--- START ---

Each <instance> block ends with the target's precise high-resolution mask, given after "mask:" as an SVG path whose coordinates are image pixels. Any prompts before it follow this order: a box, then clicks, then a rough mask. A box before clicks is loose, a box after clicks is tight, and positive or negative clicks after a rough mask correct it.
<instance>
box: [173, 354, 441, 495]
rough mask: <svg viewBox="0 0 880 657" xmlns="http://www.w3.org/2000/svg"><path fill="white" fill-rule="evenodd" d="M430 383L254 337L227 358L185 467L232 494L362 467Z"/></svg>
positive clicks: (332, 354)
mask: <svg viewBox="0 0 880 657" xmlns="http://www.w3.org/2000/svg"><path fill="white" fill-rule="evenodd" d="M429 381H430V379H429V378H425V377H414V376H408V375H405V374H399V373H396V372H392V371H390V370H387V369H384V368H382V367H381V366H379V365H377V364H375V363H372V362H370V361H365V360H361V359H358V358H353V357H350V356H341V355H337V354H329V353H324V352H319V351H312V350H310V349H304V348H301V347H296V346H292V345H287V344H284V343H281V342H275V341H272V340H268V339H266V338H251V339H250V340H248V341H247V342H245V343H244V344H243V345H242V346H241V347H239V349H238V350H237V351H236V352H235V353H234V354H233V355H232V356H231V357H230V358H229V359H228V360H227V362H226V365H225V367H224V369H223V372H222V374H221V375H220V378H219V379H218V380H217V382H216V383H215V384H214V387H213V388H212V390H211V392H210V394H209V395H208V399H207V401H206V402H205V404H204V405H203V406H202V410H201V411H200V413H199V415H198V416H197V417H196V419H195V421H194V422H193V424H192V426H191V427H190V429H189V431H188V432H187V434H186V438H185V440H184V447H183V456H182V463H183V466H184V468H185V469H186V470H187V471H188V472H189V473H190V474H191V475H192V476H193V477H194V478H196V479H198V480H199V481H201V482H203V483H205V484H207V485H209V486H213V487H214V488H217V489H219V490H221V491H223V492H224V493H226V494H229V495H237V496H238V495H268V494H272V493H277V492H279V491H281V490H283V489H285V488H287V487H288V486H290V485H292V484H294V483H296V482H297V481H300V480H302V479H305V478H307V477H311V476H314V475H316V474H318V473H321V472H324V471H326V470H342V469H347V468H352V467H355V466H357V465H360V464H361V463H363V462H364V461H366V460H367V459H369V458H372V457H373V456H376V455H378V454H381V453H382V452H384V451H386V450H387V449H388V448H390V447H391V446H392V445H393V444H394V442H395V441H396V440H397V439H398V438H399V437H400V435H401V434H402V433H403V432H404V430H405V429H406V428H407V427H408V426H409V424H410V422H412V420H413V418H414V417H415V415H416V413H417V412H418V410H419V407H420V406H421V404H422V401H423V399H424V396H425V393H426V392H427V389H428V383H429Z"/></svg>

--- END ---

* _YOUR OBJECTIVE_:
Extract each record, keeping it identical to the original.

* _ANSWER FOR THIS EXERCISE_:
Each <instance> block ends with the target's precise high-resolution mask, given after "mask:" as an SVG path whose coordinates are image pixels. Any prompts before it follow this order: a box, then clicks, then a rough mask. A box before clicks is loose, a box after clicks is tight, and positive or negative clicks after a rough mask correct it.
<instance>
box: [173, 354, 441, 495]
rough mask: <svg viewBox="0 0 880 657" xmlns="http://www.w3.org/2000/svg"><path fill="white" fill-rule="evenodd" d="M430 383L254 337L227 358L185 467L232 494L362 467Z"/></svg>
positive clicks: (332, 354)
mask: <svg viewBox="0 0 880 657" xmlns="http://www.w3.org/2000/svg"><path fill="white" fill-rule="evenodd" d="M429 381H430V379H429V378H425V377H414V376H408V375H405V374H399V373H396V372H392V371H390V370H387V369H384V368H382V367H381V366H379V365H377V364H375V363H372V362H370V361H365V360H361V359H358V358H353V357H350V356H341V355H337V354H329V353H324V352H319V351H312V350H310V349H304V348H301V347H296V346H292V345H287V344H284V343H281V342H275V341H272V340H268V339H266V338H251V339H250V340H248V341H247V342H245V343H244V344H243V345H242V346H241V347H239V349H238V350H237V351H236V352H235V353H234V354H233V355H232V356H231V357H230V358H229V359H228V360H227V362H226V365H225V367H224V369H223V372H222V374H221V375H220V378H219V379H218V380H217V382H216V383H215V384H214V387H213V388H212V390H211V392H210V394H209V395H208V399H207V401H206V402H205V404H204V405H203V406H202V410H201V411H200V413H199V415H198V416H197V417H196V419H195V421H194V422H193V424H192V426H191V427H190V429H189V431H188V432H187V434H186V438H185V440H184V447H183V456H182V463H183V466H184V468H185V469H186V470H187V471H188V472H189V473H190V474H191V475H192V476H193V477H194V478H196V479H198V480H199V481H201V482H203V483H205V484H207V485H209V486H213V487H214V488H217V489H219V490H221V491H223V492H224V493H226V494H229V495H237V496H238V495H268V494H272V493H277V492H279V491H281V490H283V489H285V488H287V487H288V486H290V485H292V484H294V483H296V482H297V481H300V480H302V479H305V478H307V477H311V476H314V475H316V474H318V473H321V472H324V471H326V470H342V469H347V468H352V467H355V466H357V465H360V464H361V463H363V462H364V461H366V460H367V459H369V458H372V457H373V456H376V455H378V454H381V453H382V452H384V451H386V450H387V449H388V448H390V447H391V446H392V445H393V444H394V442H395V441H396V440H397V439H398V438H399V437H400V435H401V434H402V433H403V432H404V430H405V429H406V428H407V427H408V426H409V424H410V422H412V420H413V418H414V417H415V415H416V413H417V412H418V410H419V407H420V406H421V404H422V401H423V399H424V396H425V393H426V392H427V389H428V383H429Z"/></svg>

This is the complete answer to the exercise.